- Opening Delimiter -

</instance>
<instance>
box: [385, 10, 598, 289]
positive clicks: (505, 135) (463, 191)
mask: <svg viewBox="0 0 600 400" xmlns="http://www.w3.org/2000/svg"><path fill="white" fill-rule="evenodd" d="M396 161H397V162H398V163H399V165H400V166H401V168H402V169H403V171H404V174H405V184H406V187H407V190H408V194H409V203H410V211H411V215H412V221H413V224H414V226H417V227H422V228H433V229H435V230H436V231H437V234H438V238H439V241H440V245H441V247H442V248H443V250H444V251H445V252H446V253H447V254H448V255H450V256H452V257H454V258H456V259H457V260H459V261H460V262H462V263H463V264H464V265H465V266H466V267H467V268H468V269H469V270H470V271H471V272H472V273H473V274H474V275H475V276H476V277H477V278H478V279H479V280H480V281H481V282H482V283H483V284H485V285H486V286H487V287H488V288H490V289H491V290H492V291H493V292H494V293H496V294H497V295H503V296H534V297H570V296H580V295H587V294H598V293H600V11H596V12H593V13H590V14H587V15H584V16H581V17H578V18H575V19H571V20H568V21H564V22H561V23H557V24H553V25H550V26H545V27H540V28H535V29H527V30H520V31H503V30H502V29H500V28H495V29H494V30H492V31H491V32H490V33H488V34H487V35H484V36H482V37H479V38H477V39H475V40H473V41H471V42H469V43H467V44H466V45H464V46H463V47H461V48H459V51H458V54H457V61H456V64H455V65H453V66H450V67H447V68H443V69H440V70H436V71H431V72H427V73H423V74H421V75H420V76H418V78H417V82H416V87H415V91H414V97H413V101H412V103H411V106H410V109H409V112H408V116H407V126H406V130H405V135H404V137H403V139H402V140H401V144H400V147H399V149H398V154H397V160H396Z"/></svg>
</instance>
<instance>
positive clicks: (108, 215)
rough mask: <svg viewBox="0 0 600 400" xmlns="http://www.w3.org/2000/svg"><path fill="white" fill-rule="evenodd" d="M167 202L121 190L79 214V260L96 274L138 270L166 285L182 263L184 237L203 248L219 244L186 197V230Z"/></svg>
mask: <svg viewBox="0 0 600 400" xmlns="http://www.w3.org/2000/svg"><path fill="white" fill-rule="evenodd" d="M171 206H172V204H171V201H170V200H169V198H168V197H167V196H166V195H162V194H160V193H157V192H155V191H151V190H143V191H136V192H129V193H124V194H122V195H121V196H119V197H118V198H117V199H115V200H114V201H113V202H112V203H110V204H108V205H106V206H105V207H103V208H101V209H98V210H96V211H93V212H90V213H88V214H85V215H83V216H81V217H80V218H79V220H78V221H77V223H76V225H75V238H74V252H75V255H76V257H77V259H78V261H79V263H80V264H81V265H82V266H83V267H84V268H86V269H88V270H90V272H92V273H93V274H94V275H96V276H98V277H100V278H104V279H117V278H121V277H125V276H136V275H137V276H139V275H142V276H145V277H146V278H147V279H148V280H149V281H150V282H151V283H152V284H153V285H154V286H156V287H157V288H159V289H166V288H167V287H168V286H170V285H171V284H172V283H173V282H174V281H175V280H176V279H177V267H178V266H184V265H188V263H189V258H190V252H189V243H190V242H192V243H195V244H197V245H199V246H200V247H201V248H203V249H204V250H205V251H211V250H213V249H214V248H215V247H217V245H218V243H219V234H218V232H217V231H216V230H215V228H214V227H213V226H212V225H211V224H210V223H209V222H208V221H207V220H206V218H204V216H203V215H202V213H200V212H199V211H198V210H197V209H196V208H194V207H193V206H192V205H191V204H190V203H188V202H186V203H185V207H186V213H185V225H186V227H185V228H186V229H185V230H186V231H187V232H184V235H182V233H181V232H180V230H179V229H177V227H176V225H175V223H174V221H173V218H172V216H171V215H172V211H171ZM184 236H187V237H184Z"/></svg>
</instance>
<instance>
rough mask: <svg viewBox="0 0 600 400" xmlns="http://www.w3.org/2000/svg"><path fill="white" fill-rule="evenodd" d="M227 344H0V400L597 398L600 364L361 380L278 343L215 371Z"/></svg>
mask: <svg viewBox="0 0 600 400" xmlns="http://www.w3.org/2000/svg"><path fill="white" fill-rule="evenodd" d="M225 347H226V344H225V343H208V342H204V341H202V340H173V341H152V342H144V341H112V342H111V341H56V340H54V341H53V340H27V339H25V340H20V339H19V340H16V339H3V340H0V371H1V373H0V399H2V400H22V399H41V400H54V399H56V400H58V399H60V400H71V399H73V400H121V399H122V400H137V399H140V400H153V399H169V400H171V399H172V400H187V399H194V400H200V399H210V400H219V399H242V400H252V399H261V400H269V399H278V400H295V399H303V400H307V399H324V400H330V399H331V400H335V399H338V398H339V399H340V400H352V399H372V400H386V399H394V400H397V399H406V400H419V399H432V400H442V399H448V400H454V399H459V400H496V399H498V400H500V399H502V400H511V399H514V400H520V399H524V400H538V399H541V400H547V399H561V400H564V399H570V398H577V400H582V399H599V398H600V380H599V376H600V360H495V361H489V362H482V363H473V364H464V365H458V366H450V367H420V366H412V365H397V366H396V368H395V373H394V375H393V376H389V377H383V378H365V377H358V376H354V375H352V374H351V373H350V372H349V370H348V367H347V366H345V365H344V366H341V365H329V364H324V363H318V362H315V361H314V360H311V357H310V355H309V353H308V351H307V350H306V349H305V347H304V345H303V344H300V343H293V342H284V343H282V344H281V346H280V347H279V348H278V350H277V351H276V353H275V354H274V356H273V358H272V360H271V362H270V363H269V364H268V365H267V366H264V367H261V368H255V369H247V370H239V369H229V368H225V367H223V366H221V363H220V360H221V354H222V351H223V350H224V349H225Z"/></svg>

- Closing Delimiter -

Set down the whole listing once more, precisely as written.

</instance>
<instance>
box: [385, 10, 598, 289]
positive clicks: (505, 135) (463, 191)
mask: <svg viewBox="0 0 600 400" xmlns="http://www.w3.org/2000/svg"><path fill="white" fill-rule="evenodd" d="M396 161H397V162H398V163H399V165H400V166H401V168H402V169H403V171H404V174H405V184H406V187H407V190H408V194H409V203H410V211H411V215H412V221H413V224H414V226H417V227H422V228H433V229H435V230H436V231H437V234H438V238H439V241H440V245H441V247H442V248H443V250H444V251H445V252H446V253H447V254H448V255H450V256H452V257H454V258H456V259H457V260H459V261H460V262H462V263H463V264H464V265H465V266H466V267H467V268H468V269H469V270H470V271H471V272H472V273H473V274H474V275H475V276H476V277H477V278H478V279H479V280H480V281H481V282H482V283H483V284H485V285H486V286H487V287H488V288H490V289H491V290H492V291H493V292H494V293H496V294H497V295H503V296H534V297H570V296H580V295H587V294H598V293H600V11H596V12H593V13H590V14H587V15H584V16H581V17H578V18H575V19H571V20H568V21H564V22H561V23H557V24H553V25H550V26H545V27H540V28H535V29H527V30H520V31H503V30H502V29H500V28H495V29H494V30H492V31H491V32H490V33H488V34H487V35H484V36H482V37H479V38H477V39H475V40H473V41H471V42H469V43H467V44H466V45H464V46H463V47H461V48H459V51H458V54H457V61H456V64H455V65H453V66H450V67H447V68H443V69H440V70H436V71H431V72H427V73H423V74H421V75H420V76H418V78H417V82H416V87H415V91H414V97H413V101H412V103H411V106H410V109H409V112H408V116H407V126H406V130H405V135H404V137H403V139H402V140H401V144H400V147H399V149H398V154H397V160H396Z"/></svg>
</instance>
<instance>
positive clicks: (108, 215)
rough mask: <svg viewBox="0 0 600 400" xmlns="http://www.w3.org/2000/svg"><path fill="white" fill-rule="evenodd" d="M167 202L121 190L79 214V260L96 274L138 270L166 285L182 263L184 237L203 248L219 244L186 197V230Z"/></svg>
mask: <svg viewBox="0 0 600 400" xmlns="http://www.w3.org/2000/svg"><path fill="white" fill-rule="evenodd" d="M171 206H172V204H171V201H170V200H169V198H168V197H167V196H166V195H162V194H160V193H157V192H155V191H151V190H143V191H136V192H129V193H124V194H122V195H121V196H119V197H118V198H117V199H115V200H114V201H113V202H112V203H110V204H108V205H106V206H105V207H103V208H101V209H98V210H96V211H93V212H90V213H88V214H85V215H83V216H81V217H80V218H79V220H78V221H77V223H76V225H75V238H74V252H75V255H76V257H77V259H78V261H79V263H80V264H81V265H82V266H83V267H84V268H86V269H88V270H90V272H92V273H93V274H94V275H96V276H98V277H100V278H104V279H117V278H121V277H125V276H136V275H137V276H139V275H142V276H145V277H146V278H147V279H148V280H149V281H150V282H151V283H152V284H153V285H154V286H156V287H157V288H159V289H166V288H167V287H168V286H170V285H171V284H172V283H173V282H174V281H175V280H176V279H177V267H178V266H184V265H188V263H189V258H190V252H189V243H190V242H192V243H195V244H197V245H199V246H200V247H201V248H203V249H204V250H205V251H211V250H213V249H214V248H215V247H217V245H218V243H219V234H218V232H217V231H216V230H215V228H214V227H213V226H212V225H211V224H210V223H209V222H208V221H207V220H206V218H204V216H203V215H202V213H200V212H199V211H198V210H197V209H196V208H194V207H193V206H192V205H191V204H190V203H188V202H186V203H185V207H186V213H185V225H186V227H185V228H186V229H185V230H186V231H187V232H184V235H182V233H181V232H180V230H179V229H177V227H176V225H175V223H174V221H173V218H172V216H171V215H172V211H171ZM184 236H187V237H184Z"/></svg>
</instance>
<instance>
rough mask: <svg viewBox="0 0 600 400" xmlns="http://www.w3.org/2000/svg"><path fill="white" fill-rule="evenodd" d="M227 344H0V400L597 398L600 364L361 380L278 343L215 371Z"/></svg>
mask: <svg viewBox="0 0 600 400" xmlns="http://www.w3.org/2000/svg"><path fill="white" fill-rule="evenodd" d="M225 347H226V344H225V343H208V342H204V341H202V340H173V341H152V342H144V341H112V342H111V341H56V340H54V341H53V340H27V339H25V340H20V339H19V340H16V339H3V340H0V371H1V373H0V399H2V400H22V399H41V400H54V399H56V400H58V399H60V400H71V399H73V400H121V399H122V400H137V399H140V400H153V399H169V400H171V399H172V400H187V399H194V400H200V399H210V400H219V399H242V400H252V399H261V400H269V399H278V400H295V399H303V400H307V399H324V400H330V399H331V400H335V399H338V398H339V399H340V400H352V399H372V400H386V399H394V400H397V399H406V400H419V399H432V400H442V399H448V400H454V399H459V400H496V399H498V400H500V399H502V400H511V399H514V400H520V399H524V400H538V399H541V400H547V399H561V400H564V399H570V398H577V400H582V399H599V398H600V380H599V376H600V360H495V361H489V362H482V363H473V364H464V365H458V366H450V367H420V366H412V365H397V366H396V368H395V373H394V375H393V376H389V377H383V378H365V377H358V376H354V375H352V374H351V373H350V372H349V370H348V367H347V366H345V365H344V366H341V365H329V364H324V363H318V362H315V361H314V360H311V357H310V355H309V353H308V351H307V350H306V349H305V347H304V345H303V344H300V343H293V342H284V343H282V344H281V346H280V347H279V348H278V350H277V351H276V353H275V354H274V356H273V358H272V360H271V362H270V363H269V364H268V365H267V366H264V367H261V368H255V369H247V370H239V369H229V368H225V367H223V366H221V363H220V360H221V354H222V351H223V350H224V349H225Z"/></svg>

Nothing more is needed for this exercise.